# Required work
• 1. According to the passage on what allows a civilization to arise, how could water be obtained in Baja California?
• 2. Continue the passage on what allows a civilization to arise, starting after its last sentence.

# Document passage
>> start

You could have the best land for an ancient superpower, but it ultimately rests in a culture's interpretation of the landscape and willingness to live according to that interpretation. Granted some places are more practical to apply that interpretation than others, but human behavior is prone to unpredictability. People might think a river valley so fertile they didn't need to grow anything (like many river valleys and floodplains), or they might have extensive irrigation and other engineering projects without requiring an obvious top-down hierarchical command structure (like the Hohokam).

The basic requirements really seem to be the ability to form a high population density, some means of moving resources, and some means in which consent to urbanized polities is encouraged (in other words, 'going back' doesn't feel like a good idea). There's a million ways this could start, the rest is up to culture.

Heck, Baja California could be a cradle of civilization. It's super arid, but it's got plenty of halophyte plants and water can be obtained through wells, fog collection (Baja may not rain often, but it can get very foggy) and primitive desalination methods. A hydrological civilization there may be quite different from what we'd be used to but still have full potential to be a fascinating complex society.

>> end

# Entries supplied
>> start

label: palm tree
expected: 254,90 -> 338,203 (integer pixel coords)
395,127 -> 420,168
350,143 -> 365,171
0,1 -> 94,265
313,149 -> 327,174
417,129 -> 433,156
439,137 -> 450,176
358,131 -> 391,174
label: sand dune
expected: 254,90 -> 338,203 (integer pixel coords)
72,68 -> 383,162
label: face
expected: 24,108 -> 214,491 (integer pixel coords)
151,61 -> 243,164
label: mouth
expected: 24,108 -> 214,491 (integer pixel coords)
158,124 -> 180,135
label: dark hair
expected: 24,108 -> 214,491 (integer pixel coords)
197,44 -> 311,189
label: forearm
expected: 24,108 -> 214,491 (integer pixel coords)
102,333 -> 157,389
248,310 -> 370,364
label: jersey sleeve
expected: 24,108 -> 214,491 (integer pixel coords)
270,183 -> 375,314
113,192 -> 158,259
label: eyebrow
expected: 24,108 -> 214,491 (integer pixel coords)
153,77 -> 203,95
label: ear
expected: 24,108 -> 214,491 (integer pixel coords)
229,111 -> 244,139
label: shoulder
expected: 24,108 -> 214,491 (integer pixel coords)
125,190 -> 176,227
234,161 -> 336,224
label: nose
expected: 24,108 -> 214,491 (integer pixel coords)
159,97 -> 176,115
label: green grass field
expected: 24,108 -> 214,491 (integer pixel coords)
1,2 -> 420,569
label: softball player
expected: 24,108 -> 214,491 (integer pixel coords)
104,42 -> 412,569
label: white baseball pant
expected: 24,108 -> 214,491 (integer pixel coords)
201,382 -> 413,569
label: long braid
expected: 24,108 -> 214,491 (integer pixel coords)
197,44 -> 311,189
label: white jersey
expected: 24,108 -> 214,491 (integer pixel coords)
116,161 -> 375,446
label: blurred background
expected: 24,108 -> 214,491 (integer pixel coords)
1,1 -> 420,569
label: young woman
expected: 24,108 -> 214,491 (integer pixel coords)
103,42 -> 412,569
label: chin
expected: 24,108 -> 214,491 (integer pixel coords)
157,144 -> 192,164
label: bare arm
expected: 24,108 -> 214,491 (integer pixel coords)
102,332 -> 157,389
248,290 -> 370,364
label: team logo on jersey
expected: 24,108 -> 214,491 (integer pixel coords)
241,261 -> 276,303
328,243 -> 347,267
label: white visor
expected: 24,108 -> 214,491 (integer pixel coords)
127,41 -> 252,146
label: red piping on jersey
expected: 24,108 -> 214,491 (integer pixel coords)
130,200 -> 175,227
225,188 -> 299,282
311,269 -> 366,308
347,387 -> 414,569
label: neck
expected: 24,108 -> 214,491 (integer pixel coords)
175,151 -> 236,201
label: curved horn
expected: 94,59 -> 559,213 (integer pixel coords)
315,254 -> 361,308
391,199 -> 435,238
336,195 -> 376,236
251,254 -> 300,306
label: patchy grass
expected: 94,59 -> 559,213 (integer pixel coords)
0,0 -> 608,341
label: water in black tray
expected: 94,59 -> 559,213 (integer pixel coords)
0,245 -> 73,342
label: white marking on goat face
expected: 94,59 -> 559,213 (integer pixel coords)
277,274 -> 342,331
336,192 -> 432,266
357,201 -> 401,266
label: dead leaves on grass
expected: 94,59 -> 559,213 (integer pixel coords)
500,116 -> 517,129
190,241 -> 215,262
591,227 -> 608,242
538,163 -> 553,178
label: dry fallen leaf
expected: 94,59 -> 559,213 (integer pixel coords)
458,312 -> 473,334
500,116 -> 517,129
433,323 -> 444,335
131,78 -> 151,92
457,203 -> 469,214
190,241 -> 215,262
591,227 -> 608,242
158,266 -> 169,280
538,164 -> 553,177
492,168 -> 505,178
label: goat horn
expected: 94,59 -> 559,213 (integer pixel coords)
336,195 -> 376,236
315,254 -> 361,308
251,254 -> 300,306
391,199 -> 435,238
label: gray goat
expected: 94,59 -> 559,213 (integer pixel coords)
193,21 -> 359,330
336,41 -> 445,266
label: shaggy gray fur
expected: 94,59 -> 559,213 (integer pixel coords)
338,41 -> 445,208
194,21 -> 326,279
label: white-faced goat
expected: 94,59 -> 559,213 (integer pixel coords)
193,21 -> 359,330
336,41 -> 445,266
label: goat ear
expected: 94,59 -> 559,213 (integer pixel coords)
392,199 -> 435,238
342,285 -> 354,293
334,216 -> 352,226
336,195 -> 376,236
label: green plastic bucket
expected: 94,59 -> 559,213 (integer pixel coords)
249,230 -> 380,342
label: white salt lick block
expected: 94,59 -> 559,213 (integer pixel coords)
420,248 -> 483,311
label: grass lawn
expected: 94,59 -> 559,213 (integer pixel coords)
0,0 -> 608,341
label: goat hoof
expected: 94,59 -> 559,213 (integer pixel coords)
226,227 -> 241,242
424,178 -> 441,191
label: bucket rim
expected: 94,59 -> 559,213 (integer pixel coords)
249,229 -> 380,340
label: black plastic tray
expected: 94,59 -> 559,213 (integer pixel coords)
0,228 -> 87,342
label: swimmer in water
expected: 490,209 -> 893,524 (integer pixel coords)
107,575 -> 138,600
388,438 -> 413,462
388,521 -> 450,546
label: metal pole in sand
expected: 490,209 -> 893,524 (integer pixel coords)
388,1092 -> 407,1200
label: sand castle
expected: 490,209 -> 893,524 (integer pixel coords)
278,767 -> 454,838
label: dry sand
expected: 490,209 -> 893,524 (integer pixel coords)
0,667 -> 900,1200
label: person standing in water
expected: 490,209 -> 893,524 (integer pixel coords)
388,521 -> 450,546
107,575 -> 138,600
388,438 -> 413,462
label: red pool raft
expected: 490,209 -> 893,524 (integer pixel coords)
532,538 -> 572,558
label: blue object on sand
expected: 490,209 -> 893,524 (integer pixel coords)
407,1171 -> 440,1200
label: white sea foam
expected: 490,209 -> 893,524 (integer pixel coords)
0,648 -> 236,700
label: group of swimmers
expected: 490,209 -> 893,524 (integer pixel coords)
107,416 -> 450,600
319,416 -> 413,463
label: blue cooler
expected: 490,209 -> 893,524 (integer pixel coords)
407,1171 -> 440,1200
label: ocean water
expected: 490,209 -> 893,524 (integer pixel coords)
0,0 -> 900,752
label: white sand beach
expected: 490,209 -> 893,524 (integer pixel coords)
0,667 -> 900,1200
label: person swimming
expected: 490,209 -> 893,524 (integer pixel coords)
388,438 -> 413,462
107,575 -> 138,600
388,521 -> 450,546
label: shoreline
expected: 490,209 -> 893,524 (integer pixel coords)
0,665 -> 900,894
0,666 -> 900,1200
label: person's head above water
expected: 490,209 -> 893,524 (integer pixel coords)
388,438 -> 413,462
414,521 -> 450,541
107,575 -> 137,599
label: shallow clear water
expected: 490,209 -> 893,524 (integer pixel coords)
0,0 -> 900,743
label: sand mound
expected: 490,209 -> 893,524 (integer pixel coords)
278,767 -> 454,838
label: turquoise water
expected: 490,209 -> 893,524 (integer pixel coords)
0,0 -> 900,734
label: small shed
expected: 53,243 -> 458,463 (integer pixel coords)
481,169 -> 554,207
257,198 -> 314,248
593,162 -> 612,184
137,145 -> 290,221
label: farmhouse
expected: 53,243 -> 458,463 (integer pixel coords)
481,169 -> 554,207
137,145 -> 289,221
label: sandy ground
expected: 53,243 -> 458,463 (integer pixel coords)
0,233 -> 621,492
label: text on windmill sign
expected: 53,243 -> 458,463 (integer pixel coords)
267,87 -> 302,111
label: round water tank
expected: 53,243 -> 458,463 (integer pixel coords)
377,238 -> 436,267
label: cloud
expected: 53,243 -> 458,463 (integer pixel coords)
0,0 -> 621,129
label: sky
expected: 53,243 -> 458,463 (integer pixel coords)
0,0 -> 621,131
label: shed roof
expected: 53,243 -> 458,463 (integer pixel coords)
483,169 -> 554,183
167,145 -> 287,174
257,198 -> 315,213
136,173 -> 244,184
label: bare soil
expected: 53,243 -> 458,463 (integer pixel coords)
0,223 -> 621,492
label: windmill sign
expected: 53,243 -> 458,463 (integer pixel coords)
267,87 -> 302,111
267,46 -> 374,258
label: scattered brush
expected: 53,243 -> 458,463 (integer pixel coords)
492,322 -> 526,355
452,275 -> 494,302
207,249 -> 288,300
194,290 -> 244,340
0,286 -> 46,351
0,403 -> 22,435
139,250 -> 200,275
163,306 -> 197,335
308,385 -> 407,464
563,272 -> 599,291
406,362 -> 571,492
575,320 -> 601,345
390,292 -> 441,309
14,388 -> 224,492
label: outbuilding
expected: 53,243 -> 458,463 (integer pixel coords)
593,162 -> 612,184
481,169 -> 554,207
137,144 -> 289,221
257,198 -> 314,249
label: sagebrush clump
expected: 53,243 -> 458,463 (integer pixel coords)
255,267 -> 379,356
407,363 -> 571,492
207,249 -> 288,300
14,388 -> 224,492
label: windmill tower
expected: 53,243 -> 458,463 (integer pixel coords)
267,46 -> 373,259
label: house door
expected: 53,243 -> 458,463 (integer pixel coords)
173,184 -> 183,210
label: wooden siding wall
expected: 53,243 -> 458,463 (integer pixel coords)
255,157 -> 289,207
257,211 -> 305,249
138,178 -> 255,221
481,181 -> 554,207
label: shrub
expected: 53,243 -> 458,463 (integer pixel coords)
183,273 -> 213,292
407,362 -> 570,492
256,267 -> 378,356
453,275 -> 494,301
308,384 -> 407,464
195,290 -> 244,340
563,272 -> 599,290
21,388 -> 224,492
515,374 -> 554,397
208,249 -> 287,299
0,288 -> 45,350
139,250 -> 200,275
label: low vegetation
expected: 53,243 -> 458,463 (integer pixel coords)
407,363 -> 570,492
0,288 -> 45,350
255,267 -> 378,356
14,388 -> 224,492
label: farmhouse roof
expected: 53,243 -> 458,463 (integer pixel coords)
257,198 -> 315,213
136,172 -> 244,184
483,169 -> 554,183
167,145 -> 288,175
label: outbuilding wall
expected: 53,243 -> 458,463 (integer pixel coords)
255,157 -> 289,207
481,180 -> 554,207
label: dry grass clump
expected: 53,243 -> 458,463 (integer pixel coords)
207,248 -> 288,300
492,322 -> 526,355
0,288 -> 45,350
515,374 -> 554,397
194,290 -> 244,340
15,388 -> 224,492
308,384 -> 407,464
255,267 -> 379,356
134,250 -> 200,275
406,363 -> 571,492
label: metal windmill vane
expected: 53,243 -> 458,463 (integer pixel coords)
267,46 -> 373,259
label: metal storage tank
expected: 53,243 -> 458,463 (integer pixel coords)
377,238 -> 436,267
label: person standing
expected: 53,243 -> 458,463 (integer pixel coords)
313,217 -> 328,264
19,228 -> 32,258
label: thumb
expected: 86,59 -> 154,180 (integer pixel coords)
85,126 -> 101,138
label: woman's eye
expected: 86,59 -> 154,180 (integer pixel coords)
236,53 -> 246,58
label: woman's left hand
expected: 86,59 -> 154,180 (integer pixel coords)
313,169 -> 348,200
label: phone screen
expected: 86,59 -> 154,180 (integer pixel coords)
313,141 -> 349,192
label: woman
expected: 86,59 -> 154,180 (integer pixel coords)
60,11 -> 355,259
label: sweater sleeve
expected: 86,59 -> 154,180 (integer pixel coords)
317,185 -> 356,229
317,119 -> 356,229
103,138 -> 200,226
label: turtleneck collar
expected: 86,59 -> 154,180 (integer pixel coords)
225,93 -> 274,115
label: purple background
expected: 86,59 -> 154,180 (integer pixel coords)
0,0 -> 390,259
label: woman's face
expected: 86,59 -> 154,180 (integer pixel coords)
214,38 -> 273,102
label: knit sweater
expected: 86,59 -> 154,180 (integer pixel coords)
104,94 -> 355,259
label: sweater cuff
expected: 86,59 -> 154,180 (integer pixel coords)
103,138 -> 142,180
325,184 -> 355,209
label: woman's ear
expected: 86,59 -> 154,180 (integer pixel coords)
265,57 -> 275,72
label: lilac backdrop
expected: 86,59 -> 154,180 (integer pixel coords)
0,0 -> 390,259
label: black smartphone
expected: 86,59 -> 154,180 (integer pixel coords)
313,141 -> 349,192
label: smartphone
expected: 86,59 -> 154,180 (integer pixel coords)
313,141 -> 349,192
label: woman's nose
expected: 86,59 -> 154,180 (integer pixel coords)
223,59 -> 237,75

>> end

# Responses to the exercise
• 1. Through wells, fog collection, and primitive desalination methods.

• 2.
So while you can get by with types of geography that have historically reliably produced agriculture societies, you're definitely not restricted to those types. As an alternate history writer and worldbuilder, as long as you can come up with some believable reason for why people might do what you want them to do, you have tremendous freedom in how you write your own history. To quote Bob Ross, "this is your world, you're the creator!". Going with something more unconventional might even make your timeline all the more interesting.
 
Something interesting I noticed is that the region surrounding narrow sea passages are also another important centers for civilization; almost acting as an alternative to river valleys. Ancient Greece (Aegean and the Bosphorus) along with Indonesia (Straight of Malacca and the Java Sea) are the prime examples in this.